=== RECORDS FOR THE TASK ===
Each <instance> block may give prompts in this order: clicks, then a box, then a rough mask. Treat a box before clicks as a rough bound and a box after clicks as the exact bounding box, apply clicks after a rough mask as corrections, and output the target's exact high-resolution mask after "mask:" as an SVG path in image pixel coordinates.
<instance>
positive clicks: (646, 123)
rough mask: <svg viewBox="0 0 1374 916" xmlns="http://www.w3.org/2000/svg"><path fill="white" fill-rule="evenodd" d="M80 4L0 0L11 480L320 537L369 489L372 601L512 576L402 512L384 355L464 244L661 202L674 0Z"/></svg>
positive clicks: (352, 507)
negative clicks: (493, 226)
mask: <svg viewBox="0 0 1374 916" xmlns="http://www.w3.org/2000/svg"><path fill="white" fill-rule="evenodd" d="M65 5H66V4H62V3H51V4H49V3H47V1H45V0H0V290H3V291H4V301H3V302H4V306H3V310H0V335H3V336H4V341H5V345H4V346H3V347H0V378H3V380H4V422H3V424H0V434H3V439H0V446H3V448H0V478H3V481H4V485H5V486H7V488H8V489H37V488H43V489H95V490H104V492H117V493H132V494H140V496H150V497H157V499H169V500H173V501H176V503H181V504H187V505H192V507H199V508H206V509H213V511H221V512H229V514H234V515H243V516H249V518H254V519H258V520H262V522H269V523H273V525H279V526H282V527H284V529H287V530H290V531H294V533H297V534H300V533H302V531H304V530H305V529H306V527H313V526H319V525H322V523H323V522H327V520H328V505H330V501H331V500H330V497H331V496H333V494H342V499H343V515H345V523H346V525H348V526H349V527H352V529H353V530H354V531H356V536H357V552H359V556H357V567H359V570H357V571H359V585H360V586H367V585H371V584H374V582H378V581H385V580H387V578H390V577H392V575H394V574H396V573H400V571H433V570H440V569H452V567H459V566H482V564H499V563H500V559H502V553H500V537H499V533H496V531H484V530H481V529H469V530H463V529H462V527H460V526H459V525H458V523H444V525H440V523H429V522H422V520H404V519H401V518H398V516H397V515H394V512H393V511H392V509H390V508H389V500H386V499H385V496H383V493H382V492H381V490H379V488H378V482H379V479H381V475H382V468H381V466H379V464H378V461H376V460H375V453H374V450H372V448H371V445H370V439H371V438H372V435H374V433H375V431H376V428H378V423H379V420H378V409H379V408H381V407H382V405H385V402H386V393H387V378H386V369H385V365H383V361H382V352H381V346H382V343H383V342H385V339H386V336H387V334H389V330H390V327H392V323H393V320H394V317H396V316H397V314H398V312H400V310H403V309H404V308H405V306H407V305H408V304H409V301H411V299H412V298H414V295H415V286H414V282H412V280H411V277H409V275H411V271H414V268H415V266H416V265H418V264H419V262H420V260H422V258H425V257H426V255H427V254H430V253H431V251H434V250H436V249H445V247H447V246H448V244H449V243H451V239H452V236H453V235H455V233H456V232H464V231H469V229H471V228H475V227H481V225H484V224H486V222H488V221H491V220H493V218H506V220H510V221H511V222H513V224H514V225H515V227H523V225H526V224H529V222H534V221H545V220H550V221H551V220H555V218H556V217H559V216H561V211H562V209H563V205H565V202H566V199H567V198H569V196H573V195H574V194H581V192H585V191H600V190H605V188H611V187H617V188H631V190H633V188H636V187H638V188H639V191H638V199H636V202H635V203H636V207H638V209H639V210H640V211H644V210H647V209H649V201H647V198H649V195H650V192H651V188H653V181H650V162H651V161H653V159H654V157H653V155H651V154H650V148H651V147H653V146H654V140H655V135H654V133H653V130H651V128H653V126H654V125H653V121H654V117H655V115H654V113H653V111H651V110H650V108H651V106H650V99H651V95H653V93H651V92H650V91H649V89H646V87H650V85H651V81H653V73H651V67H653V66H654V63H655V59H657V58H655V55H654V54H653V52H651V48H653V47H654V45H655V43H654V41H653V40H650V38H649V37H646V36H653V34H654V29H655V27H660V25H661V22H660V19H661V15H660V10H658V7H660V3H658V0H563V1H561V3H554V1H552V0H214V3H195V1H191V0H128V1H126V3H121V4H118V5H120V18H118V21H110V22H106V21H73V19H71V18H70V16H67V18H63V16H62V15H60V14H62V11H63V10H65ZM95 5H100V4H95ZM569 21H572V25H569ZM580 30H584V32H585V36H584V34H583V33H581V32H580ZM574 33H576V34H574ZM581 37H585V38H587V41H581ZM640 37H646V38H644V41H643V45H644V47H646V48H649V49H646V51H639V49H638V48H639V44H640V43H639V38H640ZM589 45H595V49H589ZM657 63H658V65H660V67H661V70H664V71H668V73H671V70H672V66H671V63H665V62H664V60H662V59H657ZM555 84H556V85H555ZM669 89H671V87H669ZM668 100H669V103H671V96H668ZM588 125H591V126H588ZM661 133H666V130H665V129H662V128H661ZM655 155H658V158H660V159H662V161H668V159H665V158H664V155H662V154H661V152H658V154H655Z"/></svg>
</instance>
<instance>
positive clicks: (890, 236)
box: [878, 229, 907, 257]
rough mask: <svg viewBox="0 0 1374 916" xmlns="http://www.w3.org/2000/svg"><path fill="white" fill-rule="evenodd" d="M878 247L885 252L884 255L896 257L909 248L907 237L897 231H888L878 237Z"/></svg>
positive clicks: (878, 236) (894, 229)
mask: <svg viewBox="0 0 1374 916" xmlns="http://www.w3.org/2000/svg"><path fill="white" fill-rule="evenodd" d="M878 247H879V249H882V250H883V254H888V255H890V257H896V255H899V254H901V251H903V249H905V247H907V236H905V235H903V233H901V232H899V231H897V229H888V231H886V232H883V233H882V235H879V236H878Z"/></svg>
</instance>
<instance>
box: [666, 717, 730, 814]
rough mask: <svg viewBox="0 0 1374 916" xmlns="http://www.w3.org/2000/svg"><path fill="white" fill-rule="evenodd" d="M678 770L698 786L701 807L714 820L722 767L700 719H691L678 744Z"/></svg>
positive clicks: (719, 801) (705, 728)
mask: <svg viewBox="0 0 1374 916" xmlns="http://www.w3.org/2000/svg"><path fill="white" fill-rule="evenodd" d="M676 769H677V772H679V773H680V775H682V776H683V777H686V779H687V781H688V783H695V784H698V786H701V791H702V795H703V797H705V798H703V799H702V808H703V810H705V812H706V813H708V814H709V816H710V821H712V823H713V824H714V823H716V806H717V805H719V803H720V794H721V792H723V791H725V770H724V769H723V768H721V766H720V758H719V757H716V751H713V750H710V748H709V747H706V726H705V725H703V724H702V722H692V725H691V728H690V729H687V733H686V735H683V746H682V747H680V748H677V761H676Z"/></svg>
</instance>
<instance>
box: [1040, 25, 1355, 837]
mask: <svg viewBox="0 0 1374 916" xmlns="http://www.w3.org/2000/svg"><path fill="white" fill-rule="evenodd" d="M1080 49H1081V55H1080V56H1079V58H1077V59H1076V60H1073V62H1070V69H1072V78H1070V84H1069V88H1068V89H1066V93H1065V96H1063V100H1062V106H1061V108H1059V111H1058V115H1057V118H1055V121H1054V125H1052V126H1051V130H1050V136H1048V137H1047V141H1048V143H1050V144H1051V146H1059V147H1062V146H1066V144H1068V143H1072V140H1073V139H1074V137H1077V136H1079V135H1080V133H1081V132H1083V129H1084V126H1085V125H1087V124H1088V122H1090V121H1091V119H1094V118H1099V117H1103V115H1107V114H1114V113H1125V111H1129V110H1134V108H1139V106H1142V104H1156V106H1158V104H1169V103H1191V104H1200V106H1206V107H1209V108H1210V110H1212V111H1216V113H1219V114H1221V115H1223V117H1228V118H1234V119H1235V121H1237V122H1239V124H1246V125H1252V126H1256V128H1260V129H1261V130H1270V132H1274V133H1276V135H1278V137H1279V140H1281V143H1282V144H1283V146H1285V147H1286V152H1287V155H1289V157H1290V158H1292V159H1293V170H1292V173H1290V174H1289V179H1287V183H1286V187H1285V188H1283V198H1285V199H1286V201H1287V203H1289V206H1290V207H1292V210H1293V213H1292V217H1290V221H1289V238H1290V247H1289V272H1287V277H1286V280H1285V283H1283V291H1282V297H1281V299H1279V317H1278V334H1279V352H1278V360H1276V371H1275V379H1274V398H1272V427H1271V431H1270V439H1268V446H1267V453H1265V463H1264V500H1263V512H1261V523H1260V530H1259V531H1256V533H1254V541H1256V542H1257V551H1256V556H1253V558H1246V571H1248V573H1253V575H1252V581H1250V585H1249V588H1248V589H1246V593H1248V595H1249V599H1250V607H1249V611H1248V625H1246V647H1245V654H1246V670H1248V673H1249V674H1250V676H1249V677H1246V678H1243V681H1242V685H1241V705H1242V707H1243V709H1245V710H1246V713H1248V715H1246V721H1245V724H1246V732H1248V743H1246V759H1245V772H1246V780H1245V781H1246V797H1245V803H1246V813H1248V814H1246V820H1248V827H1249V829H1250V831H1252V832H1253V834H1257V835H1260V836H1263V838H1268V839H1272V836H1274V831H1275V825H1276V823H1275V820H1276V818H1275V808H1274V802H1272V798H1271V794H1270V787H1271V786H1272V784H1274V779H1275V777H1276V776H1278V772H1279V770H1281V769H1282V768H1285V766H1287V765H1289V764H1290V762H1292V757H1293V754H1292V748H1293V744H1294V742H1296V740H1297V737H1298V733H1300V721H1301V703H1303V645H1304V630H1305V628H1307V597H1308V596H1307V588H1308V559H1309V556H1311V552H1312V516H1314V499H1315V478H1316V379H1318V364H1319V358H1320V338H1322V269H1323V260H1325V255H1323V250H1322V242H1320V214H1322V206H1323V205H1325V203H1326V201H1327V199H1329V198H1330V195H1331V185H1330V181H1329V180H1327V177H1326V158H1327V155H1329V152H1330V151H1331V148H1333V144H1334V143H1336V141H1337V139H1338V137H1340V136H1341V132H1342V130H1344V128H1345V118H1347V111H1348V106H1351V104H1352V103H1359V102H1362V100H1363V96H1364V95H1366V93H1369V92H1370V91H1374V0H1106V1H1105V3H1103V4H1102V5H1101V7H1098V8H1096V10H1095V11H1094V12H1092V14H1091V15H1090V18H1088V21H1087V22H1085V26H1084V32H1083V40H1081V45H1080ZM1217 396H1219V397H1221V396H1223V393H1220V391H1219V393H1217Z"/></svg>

=== EXERCISE AIM ===
Your reply should be a single number: how many lines in the listing above include the string "rough".

=== SOLUTION ===
4